Macedonians as an obsolete terminology was used in regional and in ethnographic sense and had several meanings, different from these used mostly today. The name of Macedonia was revived on the Balkans during the early 19th century as result of the Western Europe-derived obsession with Ancient Greece. The designation Macedonian arose at the eve of the 20th century and was used beyond but its meanings have changed during the time, and some of them are rarely used anymore.

Meanings

Umbrella term 

At first place it was an umbrella term to designate all the inhabitants of the region of Macedonia, regardless of their ethnic origin. "Macedonians" as an umbrella term covered Greeks, Bulgarians, Turks, Aromanians and Megleno-Romanians, Albanians, Serbs, etc. Simultaneously a political concept was created, to encompass all these "Macedonians" in the area, into a separate supranational entity, based on their collective Macedonian regional identity. The new state would to be cantonized, something as "Switzerland on the Balkans". An example is the bylaws of the Macedonian Patriotic Organization. As written originally during 1920s, the bylaws' concept of "Macedonians" had only geographic and not ethnographic meaning, and was equally valid for all ethnic groups in Macedonia. As a remnant from these times, even the latest version of this bylaws, from 2016, retains this very definition of the terms “Macedonians” and "Macedonian emigrants".
+++
• **Exercise requirements**:
A) In the text on the older meanings of "Macedonians," what phrase describes the cantonized state that was proposed?
B) Resume the text on the older meanings of "Macedonians," picking up right after its last sentence.

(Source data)
+++
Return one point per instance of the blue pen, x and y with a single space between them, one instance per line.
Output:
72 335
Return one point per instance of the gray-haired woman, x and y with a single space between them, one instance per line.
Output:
+++
• **Answers in order**:
A) "Switzerland on the Balkans"

B)
Slavic Macedonians 

At that time, this designation was used also to describe the Slavic speakers in Ottoman Macedonia, but not as a separate ethnic group, because this population was defined then mostly as Bulgarians, while their association with Bulgaria was universally accepted. However at that time the anarchist Pavel Shatev described the first vestiges of the process of an ethno-national differentiation between Bulgarian and Macedonian, while some people he met felt “only Bulgarians”, but others despite being Bulgarians "by nationality", felt themselves Macedonians above all. During the interbellum Bulgaria also stimulated to some extent the development of the Macedonian regional identity, especially in the Kingdom of Yugoslavia. Its aim was to prevent the Serbianization of the local Slavic Macedonians, because the very name Macedonia was prohibited there. Ultimately the designation Macedonian, changed its status in 1944, and went from being predominantly a regional, ethnographic denomination, to a national one. Nevertheless, among the older Macedonian immigrant communities, as for example in the USA and Canada, the terms Macedonian, Bulgarian and Macedonian Bulgarian, kept their similar meanings in the first decades after the Second World War.

Macedo-Romanians 

At the eve of the 20th century, the Bulgarian teacher Vasil Kanchov marked that the local Bulgarians and Aromanians called themselves "Macedonians", and that the surrounding people also called them in the same way. These "Vlachs" (Aromanians and Megleno-Romanians) tended to call themselves Macedonians after moving to urban areas. The urban Aromanians were usually pro-Greek. They also were called by the Romanians as "Macedo-Romanians" because some of them emigrated to Romania from Macedonia during the early 20th century. The designation "Macedonian" for them was also widespread in Romania. When the researcher Keith Brown visited North Macedonia on the eve of the 21st century, he realised that the local Aromanian dialect still had no way to distinguish "Macedonians" from "Bulgarians" and that the locals used the designation "Bulgarians" for both ethnic groups.

See also 
 Macedonian (disambiguation)
 Macedonia (terminology)
 Macedonian struggle

Notes 

History of Macedonia (region)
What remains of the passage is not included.